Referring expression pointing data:
-.-.-
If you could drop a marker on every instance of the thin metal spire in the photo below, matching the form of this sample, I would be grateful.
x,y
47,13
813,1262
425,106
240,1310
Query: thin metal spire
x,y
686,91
-.-.-
» **Action item**
Would you return the entries exactly as they stand?

» **Expected answer**
If you could drop a marker on every instance of the thin metal spire in the photo below, matching the form of this sample, I would be grateful.
x,y
47,13
813,1262
425,106
240,1310
Query: thin metal spire
x,y
686,91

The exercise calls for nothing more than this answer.